Your answer must be the line holding "of the blurred" followed by every later line through the end of the entries, exactly as written.

[Start of section]

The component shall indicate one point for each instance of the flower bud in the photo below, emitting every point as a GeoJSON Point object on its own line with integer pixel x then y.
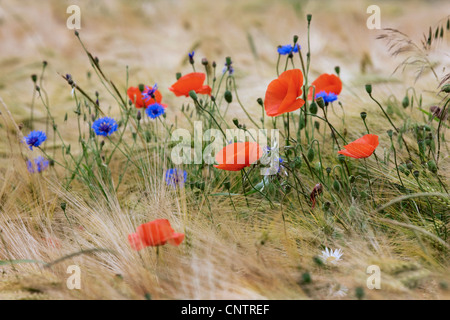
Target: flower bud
{"type": "Point", "coordinates": [432, 166]}
{"type": "Point", "coordinates": [337, 185]}
{"type": "Point", "coordinates": [446, 88]}
{"type": "Point", "coordinates": [363, 115]}
{"type": "Point", "coordinates": [260, 102]}
{"type": "Point", "coordinates": [228, 96]}
{"type": "Point", "coordinates": [405, 102]}
{"type": "Point", "coordinates": [310, 154]}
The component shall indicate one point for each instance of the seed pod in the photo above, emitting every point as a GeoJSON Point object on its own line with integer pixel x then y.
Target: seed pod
{"type": "Point", "coordinates": [432, 166]}
{"type": "Point", "coordinates": [405, 102]}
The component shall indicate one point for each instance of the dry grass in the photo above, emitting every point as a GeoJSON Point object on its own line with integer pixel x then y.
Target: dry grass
{"type": "Point", "coordinates": [250, 255]}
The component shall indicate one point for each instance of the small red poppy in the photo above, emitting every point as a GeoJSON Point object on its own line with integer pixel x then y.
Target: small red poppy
{"type": "Point", "coordinates": [329, 83]}
{"type": "Point", "coordinates": [191, 81]}
{"type": "Point", "coordinates": [361, 148]}
{"type": "Point", "coordinates": [154, 233]}
{"type": "Point", "coordinates": [135, 95]}
{"type": "Point", "coordinates": [237, 156]}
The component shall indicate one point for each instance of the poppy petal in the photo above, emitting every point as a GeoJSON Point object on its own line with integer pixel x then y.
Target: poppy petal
{"type": "Point", "coordinates": [191, 81]}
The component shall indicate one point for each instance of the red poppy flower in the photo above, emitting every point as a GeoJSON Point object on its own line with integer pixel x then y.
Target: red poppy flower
{"type": "Point", "coordinates": [283, 94]}
{"type": "Point", "coordinates": [237, 156]}
{"type": "Point", "coordinates": [329, 83]}
{"type": "Point", "coordinates": [154, 233]}
{"type": "Point", "coordinates": [191, 81]}
{"type": "Point", "coordinates": [135, 95]}
{"type": "Point", "coordinates": [361, 148]}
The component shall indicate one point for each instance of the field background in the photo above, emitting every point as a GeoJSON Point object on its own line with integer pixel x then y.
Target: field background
{"type": "Point", "coordinates": [153, 39]}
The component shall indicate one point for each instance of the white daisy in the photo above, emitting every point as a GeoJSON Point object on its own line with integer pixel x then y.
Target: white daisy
{"type": "Point", "coordinates": [331, 257]}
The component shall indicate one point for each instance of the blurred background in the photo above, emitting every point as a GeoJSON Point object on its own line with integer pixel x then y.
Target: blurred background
{"type": "Point", "coordinates": [153, 39]}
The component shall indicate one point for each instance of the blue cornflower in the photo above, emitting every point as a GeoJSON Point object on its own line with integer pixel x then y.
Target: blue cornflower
{"type": "Point", "coordinates": [175, 177]}
{"type": "Point", "coordinates": [149, 93]}
{"type": "Point", "coordinates": [327, 97]}
{"type": "Point", "coordinates": [191, 56]}
{"type": "Point", "coordinates": [289, 48]}
{"type": "Point", "coordinates": [104, 126]}
{"type": "Point", "coordinates": [40, 164]}
{"type": "Point", "coordinates": [35, 139]}
{"type": "Point", "coordinates": [155, 110]}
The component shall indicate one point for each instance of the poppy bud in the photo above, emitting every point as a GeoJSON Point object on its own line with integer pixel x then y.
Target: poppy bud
{"type": "Point", "coordinates": [297, 162]}
{"type": "Point", "coordinates": [338, 70]}
{"type": "Point", "coordinates": [446, 88]}
{"type": "Point", "coordinates": [363, 115]}
{"type": "Point", "coordinates": [432, 166]}
{"type": "Point", "coordinates": [390, 132]}
{"type": "Point", "coordinates": [228, 96]}
{"type": "Point", "coordinates": [193, 95]}
{"type": "Point", "coordinates": [320, 102]}
{"type": "Point", "coordinates": [354, 192]}
{"type": "Point", "coordinates": [260, 102]}
{"type": "Point", "coordinates": [310, 154]}
{"type": "Point", "coordinates": [313, 108]}
{"type": "Point", "coordinates": [317, 125]}
{"type": "Point", "coordinates": [336, 186]}
{"type": "Point", "coordinates": [405, 102]}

[End of section]

Answer box:
The component shall indicate one point for each instance of the blurred background in the photo above, emitting every point as a GeoJSON Point object on its own line with integer pixel x then y.
Target: blurred background
{"type": "Point", "coordinates": [153, 39]}
The component shall indicate one point for each instance of the blue cornflower in the photo above, emitting every point as a GeoJSON Point object on its own line with integer pixel x then y.
Target: blue cornflower
{"type": "Point", "coordinates": [175, 177]}
{"type": "Point", "coordinates": [149, 93]}
{"type": "Point", "coordinates": [327, 97]}
{"type": "Point", "coordinates": [191, 56]}
{"type": "Point", "coordinates": [289, 48]}
{"type": "Point", "coordinates": [104, 126]}
{"type": "Point", "coordinates": [40, 164]}
{"type": "Point", "coordinates": [35, 139]}
{"type": "Point", "coordinates": [155, 110]}
The component shall indicate one point for each instance of the poppy bud in the photo above, emitting every point as a GeoJSON Point object on its own line with integer pixel x then y.
Target: poppy bud
{"type": "Point", "coordinates": [297, 162]}
{"type": "Point", "coordinates": [338, 70]}
{"type": "Point", "coordinates": [446, 88]}
{"type": "Point", "coordinates": [363, 115]}
{"type": "Point", "coordinates": [432, 166]}
{"type": "Point", "coordinates": [390, 132]}
{"type": "Point", "coordinates": [228, 96]}
{"type": "Point", "coordinates": [193, 95]}
{"type": "Point", "coordinates": [320, 102]}
{"type": "Point", "coordinates": [354, 192]}
{"type": "Point", "coordinates": [260, 102]}
{"type": "Point", "coordinates": [310, 154]}
{"type": "Point", "coordinates": [313, 108]}
{"type": "Point", "coordinates": [317, 125]}
{"type": "Point", "coordinates": [336, 186]}
{"type": "Point", "coordinates": [405, 102]}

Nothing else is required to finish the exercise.